═════ MATERIAL FOR THIS EXERCISE ═════

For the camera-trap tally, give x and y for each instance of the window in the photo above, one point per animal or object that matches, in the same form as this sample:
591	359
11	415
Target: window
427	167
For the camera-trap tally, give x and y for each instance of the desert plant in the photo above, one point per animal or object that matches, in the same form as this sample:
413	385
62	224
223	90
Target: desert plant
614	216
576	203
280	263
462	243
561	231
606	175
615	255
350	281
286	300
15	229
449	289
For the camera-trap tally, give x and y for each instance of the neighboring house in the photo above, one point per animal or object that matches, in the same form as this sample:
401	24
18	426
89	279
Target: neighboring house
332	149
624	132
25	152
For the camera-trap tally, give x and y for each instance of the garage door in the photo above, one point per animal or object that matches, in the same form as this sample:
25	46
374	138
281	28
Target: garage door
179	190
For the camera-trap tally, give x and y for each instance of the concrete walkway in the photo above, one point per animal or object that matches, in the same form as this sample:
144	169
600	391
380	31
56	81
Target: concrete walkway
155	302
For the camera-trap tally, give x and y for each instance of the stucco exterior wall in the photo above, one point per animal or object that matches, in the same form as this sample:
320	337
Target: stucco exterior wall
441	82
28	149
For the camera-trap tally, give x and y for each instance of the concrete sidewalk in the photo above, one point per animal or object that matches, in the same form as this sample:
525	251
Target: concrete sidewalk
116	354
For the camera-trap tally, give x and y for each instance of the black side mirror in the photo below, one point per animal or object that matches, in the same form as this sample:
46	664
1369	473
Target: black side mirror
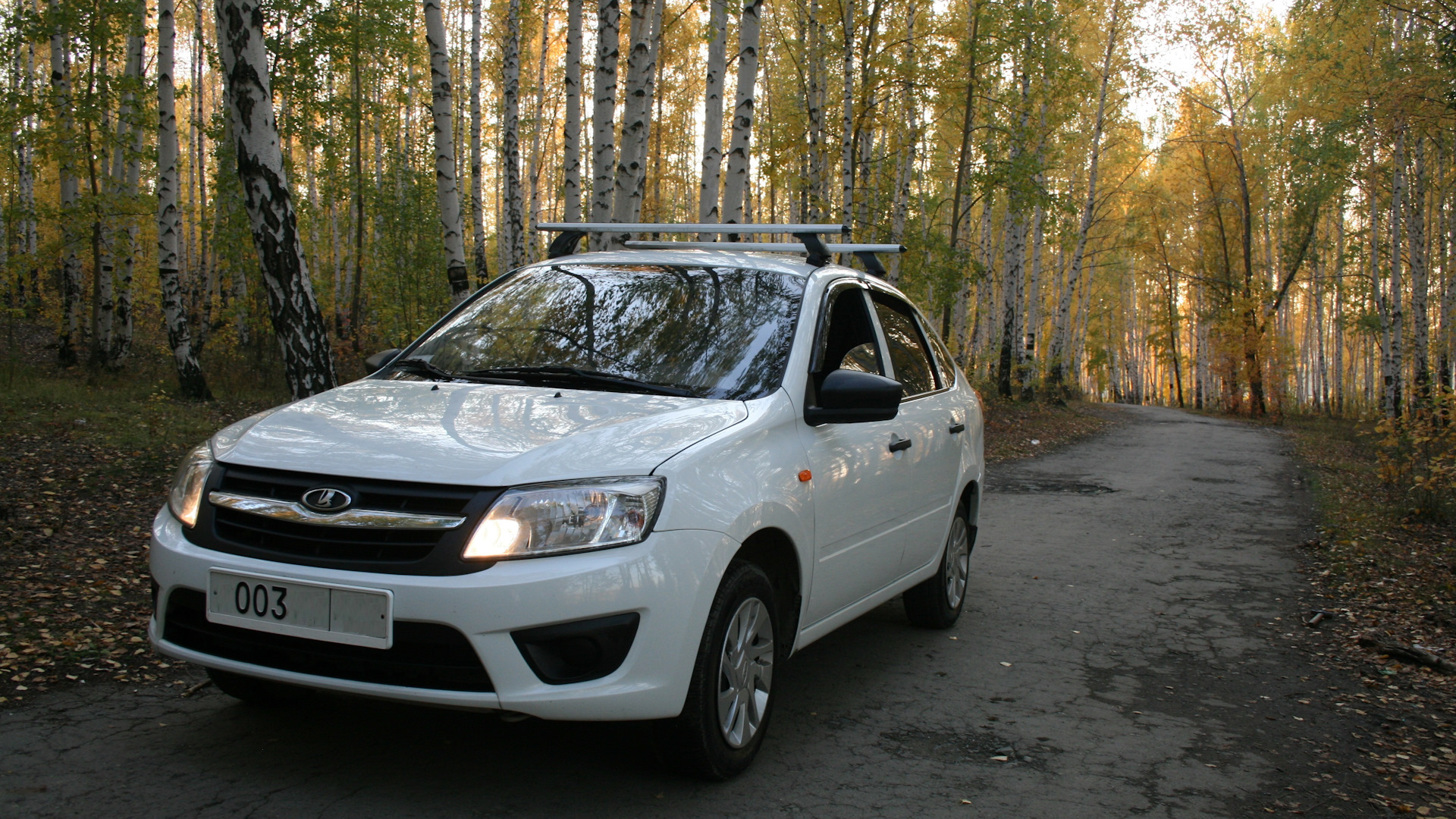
849	397
381	359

═════

→ **EXERCISE BRIEF**
Copy out all the data without changing anything, and drop the pictures.

→ **COMPLETE ANSWER**
For the camera-trap tally, give x and y for each instance of the window in the photo above, one point per animal or object that matches, in the same form as this sample:
591	359
11	415
Target: window
427	167
For the camera-trap tally, give x and y for each instance of the desert plant in the photo above, one point per animal or object that matches, in the same form as this sample:
413	385
62	224
223	90
Target: desert plant
614	216
576	203
280	263
462	243
561	231
606	175
615	255
350	281
286	300
15	229
449	289
For the camera-trap tally, give x and y for each instance of the neighboring house in the photo above, one point per animal or object that matches, in the same form as this sample:
401	24
18	426
89	279
Target: neighboring house
332	149
624	132
25	152
For the camera-trap tally, give x and y for each instance of the garage door in the photo above, one point per animal or object that matches, in the same form as this sample:
25	46
374	138
281	28
Target: garage door
179	190
For the camera-trap tally, give x and y for each instance of the concrete walkway in the photo above, one point per animal or object that matches, in the same form as this sample:
144	169
600	391
380	31
56	81
Target: concrete walkway
155	302
For the camera-trap tally, give x and y for each instance of the stucco exterior wall in the photo above, one point per animal or object that matches, in the same form as this sample:
320	337
Target: stucco exterior wall
441	82
28	149
For the camera-trap tally, give x and y for each instance of the concrete sidewalk in the photo above, one point per animal or object that matches, in the same form as this sample:
525	251
Target: concrete sidewalk
116	354
For the camera-trap tally, give x and y for each instance of the black side mirror in the photo below, one point per animal or object that matches, in the same form as this sample:
46	664
1369	473
Target: black side mirror
849	397
381	359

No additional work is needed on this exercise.